The task:
Starting at the beginning of the records and going on through the line with "112 260 L 144", that line included, give these lines as a JSON list of strings with one string per line and no blank lines.

Items for segmentation labeling
'''

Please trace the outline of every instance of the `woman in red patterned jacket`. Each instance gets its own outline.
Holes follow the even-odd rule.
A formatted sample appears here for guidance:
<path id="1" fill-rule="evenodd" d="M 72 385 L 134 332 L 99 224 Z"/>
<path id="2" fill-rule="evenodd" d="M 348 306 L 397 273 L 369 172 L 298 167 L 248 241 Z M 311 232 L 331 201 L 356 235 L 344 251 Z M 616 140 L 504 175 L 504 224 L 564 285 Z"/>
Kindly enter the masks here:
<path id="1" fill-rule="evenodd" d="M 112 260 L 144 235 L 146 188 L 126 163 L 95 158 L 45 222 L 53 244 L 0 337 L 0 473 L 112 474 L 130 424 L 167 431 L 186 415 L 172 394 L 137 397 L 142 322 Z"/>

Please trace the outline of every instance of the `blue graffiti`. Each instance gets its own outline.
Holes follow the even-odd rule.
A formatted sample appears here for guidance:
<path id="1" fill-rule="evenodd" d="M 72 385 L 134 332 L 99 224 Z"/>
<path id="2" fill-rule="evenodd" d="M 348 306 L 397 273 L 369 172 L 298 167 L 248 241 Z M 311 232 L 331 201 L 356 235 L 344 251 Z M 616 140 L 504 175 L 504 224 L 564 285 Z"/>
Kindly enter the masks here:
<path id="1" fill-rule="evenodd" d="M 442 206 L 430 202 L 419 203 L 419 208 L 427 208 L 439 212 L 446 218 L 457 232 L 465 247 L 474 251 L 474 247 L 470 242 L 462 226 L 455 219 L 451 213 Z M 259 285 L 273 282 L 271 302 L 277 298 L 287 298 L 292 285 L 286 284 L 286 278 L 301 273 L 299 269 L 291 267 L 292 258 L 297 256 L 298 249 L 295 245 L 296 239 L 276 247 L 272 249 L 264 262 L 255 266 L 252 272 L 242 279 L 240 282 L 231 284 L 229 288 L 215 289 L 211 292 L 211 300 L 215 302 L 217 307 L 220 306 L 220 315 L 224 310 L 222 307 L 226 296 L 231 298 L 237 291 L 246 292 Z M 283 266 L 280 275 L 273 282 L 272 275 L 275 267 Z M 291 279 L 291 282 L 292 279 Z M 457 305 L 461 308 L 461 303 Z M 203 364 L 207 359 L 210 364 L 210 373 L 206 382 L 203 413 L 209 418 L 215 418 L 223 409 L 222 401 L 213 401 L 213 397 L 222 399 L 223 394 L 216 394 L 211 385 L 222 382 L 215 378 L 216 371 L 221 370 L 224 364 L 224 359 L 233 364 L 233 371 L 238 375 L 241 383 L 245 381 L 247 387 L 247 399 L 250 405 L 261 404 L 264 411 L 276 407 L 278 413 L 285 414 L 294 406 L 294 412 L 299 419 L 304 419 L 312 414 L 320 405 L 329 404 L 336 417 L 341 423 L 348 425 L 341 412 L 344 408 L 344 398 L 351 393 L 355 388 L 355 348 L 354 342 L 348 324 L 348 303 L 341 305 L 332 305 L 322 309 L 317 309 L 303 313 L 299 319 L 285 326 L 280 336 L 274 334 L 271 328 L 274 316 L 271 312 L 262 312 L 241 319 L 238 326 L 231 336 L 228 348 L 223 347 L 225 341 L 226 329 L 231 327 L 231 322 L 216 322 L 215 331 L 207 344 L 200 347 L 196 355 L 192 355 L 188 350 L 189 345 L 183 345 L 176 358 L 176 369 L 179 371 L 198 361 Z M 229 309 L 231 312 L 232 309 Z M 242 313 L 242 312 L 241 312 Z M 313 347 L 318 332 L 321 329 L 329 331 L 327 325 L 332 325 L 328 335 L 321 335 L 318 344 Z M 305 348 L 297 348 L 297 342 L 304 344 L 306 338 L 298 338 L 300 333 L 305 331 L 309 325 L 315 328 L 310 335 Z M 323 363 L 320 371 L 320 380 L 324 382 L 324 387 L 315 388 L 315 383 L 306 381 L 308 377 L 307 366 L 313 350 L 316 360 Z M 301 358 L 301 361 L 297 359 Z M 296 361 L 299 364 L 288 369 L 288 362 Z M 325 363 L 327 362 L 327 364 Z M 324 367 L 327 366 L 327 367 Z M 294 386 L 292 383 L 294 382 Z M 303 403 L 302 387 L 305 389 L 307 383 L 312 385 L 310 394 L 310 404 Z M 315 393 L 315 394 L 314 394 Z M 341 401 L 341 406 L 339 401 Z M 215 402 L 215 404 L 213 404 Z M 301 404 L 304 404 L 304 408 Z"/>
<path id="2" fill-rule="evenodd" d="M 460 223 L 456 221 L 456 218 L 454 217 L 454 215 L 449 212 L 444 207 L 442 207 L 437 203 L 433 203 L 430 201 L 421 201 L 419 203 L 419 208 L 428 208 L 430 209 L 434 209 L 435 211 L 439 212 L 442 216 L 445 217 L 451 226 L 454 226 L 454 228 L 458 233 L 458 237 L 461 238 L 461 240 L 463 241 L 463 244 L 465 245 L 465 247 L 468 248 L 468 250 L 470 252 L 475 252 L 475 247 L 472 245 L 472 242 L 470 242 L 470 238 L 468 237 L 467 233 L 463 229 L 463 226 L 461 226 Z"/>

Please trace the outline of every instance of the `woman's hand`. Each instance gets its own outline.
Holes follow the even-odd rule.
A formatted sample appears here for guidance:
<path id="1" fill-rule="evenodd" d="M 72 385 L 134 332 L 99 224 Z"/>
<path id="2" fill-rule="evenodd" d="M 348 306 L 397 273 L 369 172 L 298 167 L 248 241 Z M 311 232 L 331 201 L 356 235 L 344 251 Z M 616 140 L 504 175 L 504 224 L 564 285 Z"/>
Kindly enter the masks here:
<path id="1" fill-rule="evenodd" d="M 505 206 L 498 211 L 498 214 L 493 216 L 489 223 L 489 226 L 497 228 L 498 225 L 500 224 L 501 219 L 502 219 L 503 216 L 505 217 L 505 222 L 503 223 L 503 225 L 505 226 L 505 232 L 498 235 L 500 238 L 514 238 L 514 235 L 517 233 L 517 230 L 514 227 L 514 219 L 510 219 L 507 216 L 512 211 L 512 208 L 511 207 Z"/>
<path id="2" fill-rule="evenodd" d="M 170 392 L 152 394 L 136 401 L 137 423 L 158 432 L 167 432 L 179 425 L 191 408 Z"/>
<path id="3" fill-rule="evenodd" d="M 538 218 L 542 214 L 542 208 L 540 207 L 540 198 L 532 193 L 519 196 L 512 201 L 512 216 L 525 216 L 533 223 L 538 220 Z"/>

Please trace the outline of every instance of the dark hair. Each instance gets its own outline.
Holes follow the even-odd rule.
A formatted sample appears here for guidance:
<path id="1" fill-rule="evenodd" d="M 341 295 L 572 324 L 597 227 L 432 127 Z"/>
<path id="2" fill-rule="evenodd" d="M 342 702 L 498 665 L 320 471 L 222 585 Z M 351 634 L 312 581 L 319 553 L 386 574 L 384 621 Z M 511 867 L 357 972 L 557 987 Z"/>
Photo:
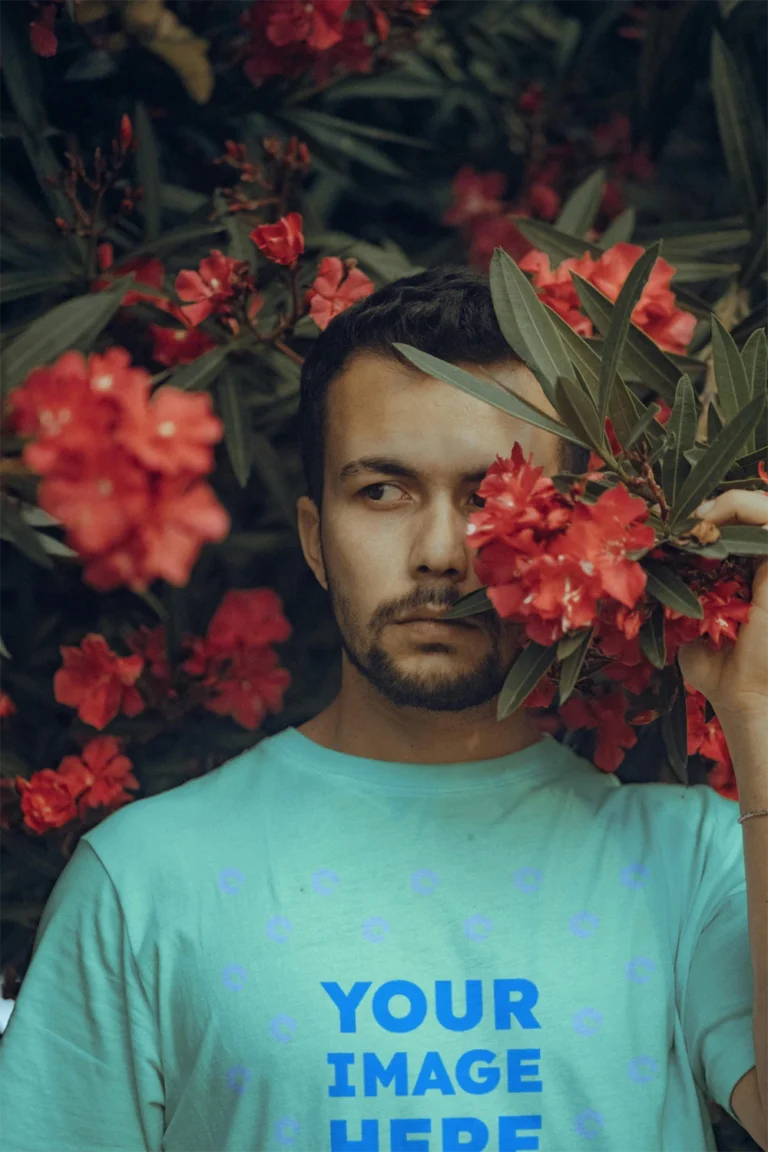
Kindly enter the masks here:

'''

Complete response:
[
  "Please trace the outline of every instance of the `woman in red patterned jacket`. Each instance gets its own outline.",
  "Holes follow the even-odd rule.",
  "A formatted sample appears here for guidance:",
  "<path id=\"1\" fill-rule=\"evenodd\" d=\"M 72 385 L 134 332 L 99 224 Z\"/>",
  "<path id=\"2\" fill-rule=\"evenodd\" d=\"M 348 306 L 397 273 L 369 172 L 298 167 L 248 241 Z M 311 232 L 331 201 L 356 235 L 344 251 Z M 616 140 L 504 175 L 504 224 L 564 285 Z\"/>",
  "Kindly enter the masks here:",
  "<path id=\"1\" fill-rule=\"evenodd\" d=\"M 112 260 L 144 235 L 146 188 L 126 163 L 95 158 L 45 222 L 53 244 L 0 337 L 0 473 L 112 474 L 130 424 L 167 431 L 186 415 L 172 394 L 137 397 L 142 322 Z\"/>"
]